### BRIEF 1
In the review, what correction is given for line 247?
### BRIEF 2
Transcribe the review, everything from "Additional comments" down to "improved before publication.".

### TEXT SEGMENT
========================================
The AMI index is well explained now. However, it is still unclear to me how the mutual information is computed. That is, as far as I know measures based on mutual information are normally applied to categorical variables (e.g. cluster affiliations) and I not sure how can this be applied to quantitative variables. Perhaps it is my fault and I apologise for insisting on this, but I think this is an important detail to make clear. For instance, if one has a vector X (let’s say Jaccard values) with values 1, 2, 3, 4 and 5 and Y vector (e.g. GED) with values 1.1, 2.1, 3.1, 4.1 and 5.1; what would the AMI score be? If I understand right, both vectors are not sharing information, thus the mutual information would be 0 and so would be the AMI. Yet, both vectors are highly correlated. I think a clarification about this would help to better understand the results.

Additional comments

In lines 157-159 and 197-199 you referred to the importance of “interactions”, but it is not clear whether you meant flipping of interactions, deleting/adding interactions or both.

I found few spelling typos (but please take this carefully since I am not an English native speaker):
Line 186: “represent to” should be “represents the”
Line 247: “allow” should be “allows”
Line 291: “reduce” should be “reduced”; and “a” should be “an”.

·

Basic reporting

The authors present a methodological framework to compare how similar to ecological communities (food webs) are. To my opinion the paper is nice and the topic interesting. However, there are some parts that would need to be improved before publication.

In practical terms, one big objective of similarity measures in ecology should to allow obtaining information, in whatever means, of one ecological system given a known observed one. Take as example system stability or persistence. To illustrate this potential functionality of the framework, the paper should include experiments or solid discussion in this direction. An specific question that could be addressed is: two similar networks with respect to GED have dynamical behavior closer than two similar networks in terms of Jaccard (or $B_{WN}$, $B_{ST}$)?

After reading the paper I think it is not clear the role taxonomic identities (or the taxonomic tree) have with respect to the GED. As far as I understood, species within the different ecological systems are group according to its taxonomic similarity. In this way, two different species can be considered equivalent in the author’s representation of the ecological system. This has strong implications in the GED and in particular in its minimization. Thus, besides deciding GED costs, the main problem authors face in obtaining the minimum GED is to find which nodes of the first graph correspond to which nodes of the second graph. That is, the graph matching problem with the particularity that only taxonomic identic species can be matched. These needs to be explained in detail within the paper.
========================================
### EXTRACTED MATERIAL
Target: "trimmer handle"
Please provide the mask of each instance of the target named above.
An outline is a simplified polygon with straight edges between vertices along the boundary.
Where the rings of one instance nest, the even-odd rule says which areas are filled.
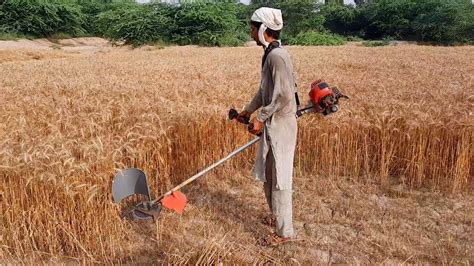
[[[235,110],[234,108],[230,108],[230,110],[229,110],[229,120],[236,119],[238,115],[239,115],[239,112],[237,112],[237,110]],[[239,121],[239,120],[237,120],[237,121]],[[242,123],[241,121],[239,121],[239,122]],[[245,118],[245,121],[244,121],[243,124],[248,125],[247,130],[249,132],[252,131],[253,125],[250,124],[250,118]],[[258,134],[257,136],[261,136],[261,135],[262,135],[262,133]]]
[[[237,116],[239,116],[239,112],[237,112],[237,110],[235,110],[234,108],[230,108],[229,110],[229,120],[233,120],[233,119],[236,119]],[[239,120],[237,120],[239,121]],[[242,123],[241,121],[239,121],[240,123]],[[250,118],[245,118],[245,121],[243,122],[243,124],[250,124]]]

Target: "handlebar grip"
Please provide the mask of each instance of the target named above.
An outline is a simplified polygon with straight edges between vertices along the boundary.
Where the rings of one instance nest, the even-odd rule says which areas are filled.
[[[239,112],[237,112],[237,110],[235,110],[234,108],[230,108],[228,115],[229,115],[229,120],[233,120],[239,116]],[[237,120],[237,121],[243,124],[250,124],[250,118],[248,117],[246,117],[244,121],[240,121],[240,120]]]

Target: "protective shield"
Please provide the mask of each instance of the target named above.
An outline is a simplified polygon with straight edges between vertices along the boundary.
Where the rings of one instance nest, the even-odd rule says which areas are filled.
[[[120,203],[124,198],[135,194],[145,195],[148,201],[151,201],[145,173],[136,168],[118,172],[112,181],[112,197],[115,203]]]

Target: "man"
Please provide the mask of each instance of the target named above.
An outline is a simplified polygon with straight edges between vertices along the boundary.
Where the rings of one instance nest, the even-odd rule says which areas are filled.
[[[296,146],[296,100],[293,65],[288,52],[280,47],[283,28],[281,11],[262,7],[251,17],[251,36],[263,46],[260,88],[237,119],[244,121],[262,107],[251,120],[251,132],[262,133],[254,174],[264,182],[272,215],[266,223],[275,233],[262,239],[264,245],[278,245],[293,237],[292,183]]]

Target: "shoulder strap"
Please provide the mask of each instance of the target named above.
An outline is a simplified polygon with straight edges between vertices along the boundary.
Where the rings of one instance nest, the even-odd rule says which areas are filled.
========================================
### EXPECTED OUTPUT 1
"allow" should be "allows"

### EXPECTED OUTPUT 2
Additional comments

In lines 157-159 and 197-199 you referred to the importance of “interactions”, but it is not clear whether you meant flipping of interactions, deleting/adding interactions or both.

I found few spelling typos (but please take this carefully since I am not an English native speaker):
Line 186: “represent to” should be “represents the”
Line 247: “allow” should be “allows”
Line 291: “reduce” should be “reduced”; and “a” should be “an”.

·

Basic reporting

The authors present a methodological framework to compare how similar to ecological communities (food webs) are. To my opinion the paper is nice and the topic interesting. However, there are some parts that would need to be improved before publication.